When it got to my home everythin worked flawlessly for 2 days, e run rhe trains for considerable amount of time without problems.

But yesterday when i was running the train it suddenly stopped, and the power pack (model 5003) stopped working. After some time it went back working. And then after this happened a few times, i realized that the circuit breaker was acting, hearinf the click on the power pack.

So i started testing it with and amperimeter, and it was drawing almost 4 amps ay maximum power even disconnected from the tracks, and disarmig this way as well.

So i need help if anyone know what could be wrong it the transfomer and how could i fix it. 

If cannot be fixed its ok to use Frateschi HO scale 16v DC transformer? I know i wont get fullspeed with this but never fo fullspeed anyway.

Please note that i live in Brasil and here its almost impossible findig LGB material.

Sorry for my english and Thanks for the help!!


----------



## Greg Elmassian (Jan 3, 2008)

When it was disconnected from the track it drew 4 amps?


What wiring did you have connected so you could measure 4 amps?


With no trains no current should flow... did you connect the ammeter across the output terminals?


Greg


----------



## Dan Pierce (Jan 2, 2008)

Since the 5003/110 is a 7 va unit, I find it hard to believe 4 amps was drawn even for a short time.
One common problem with the older Stainz engine is the smoke control is a metal tab at the bottom of the smoke stack and can cause a short in the engine if not directly on the bottom middle of the stack, and it should never touch the nut as the nut is one rail and the tab is the other rail on this engine.


----------



## DanielBrasil (Oct 19, 2019)

Greg Elmassian said:


> When it was disconnected from the track it drew 4 amps?
> 
> 
> What wiring did you have connected so you could measure 4 amps?
> ...


Hello Greg

Yes, i connected the amperimeter direct to the controller output, with no trains or track, and it drew almost 4Amps, and then the circuit breaker acted. I could feel it getting hot and that Zzzzz noise inside the power pack.


----------



## DanielBrasil (Oct 19, 2019)

Dan Pierce said:


> Since the 5003/110 is a 7 va unit, I find it hard to believe 4 amps was drawn even for a short time.
> One common problem with the older Stainz engine is the smoke control is a metal tab at the bottom of the smoke stack and can cause a short in the engine if not directly on the bottom middle of the stack, and it should never touch the nut as the nut is one rail and the tab is the other rail on this engine.



Hello Dan...this makes sense because the problem started when i was messing with that switch. So im sending a foto of that, could you say me where it should be? What is that nut you mentioned?
Thanks!


----------



## kormsen (Oct 27, 2009)

hello neighbour!
i'm in the paraguayan chaco.
welcome to the pleasures of largescaling in south america!
(an eternal search for alternative repuestos)

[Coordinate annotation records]
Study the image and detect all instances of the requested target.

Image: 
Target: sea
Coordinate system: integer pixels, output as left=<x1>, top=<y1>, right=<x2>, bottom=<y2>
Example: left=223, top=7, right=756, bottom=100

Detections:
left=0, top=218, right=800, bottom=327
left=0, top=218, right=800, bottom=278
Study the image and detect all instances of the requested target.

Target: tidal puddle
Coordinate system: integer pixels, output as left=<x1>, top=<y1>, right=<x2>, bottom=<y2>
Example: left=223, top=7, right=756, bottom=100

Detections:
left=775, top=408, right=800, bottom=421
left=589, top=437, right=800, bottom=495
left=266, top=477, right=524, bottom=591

■ **Exercise task**: From the forum thread about the power pack, extract the passage that begins with the words "## kormsen (Oct" and ends with "for alternative repuestos)". The records were taken from a different source than the forum thread.

■ **Written answer**:
## kormsen (Oct 27, 2009)

hello neighbour!
i'm in the paraguayan chaco.
welcome to the pleasures of largescaling in south america!
(an eternal search for alternative repuestos)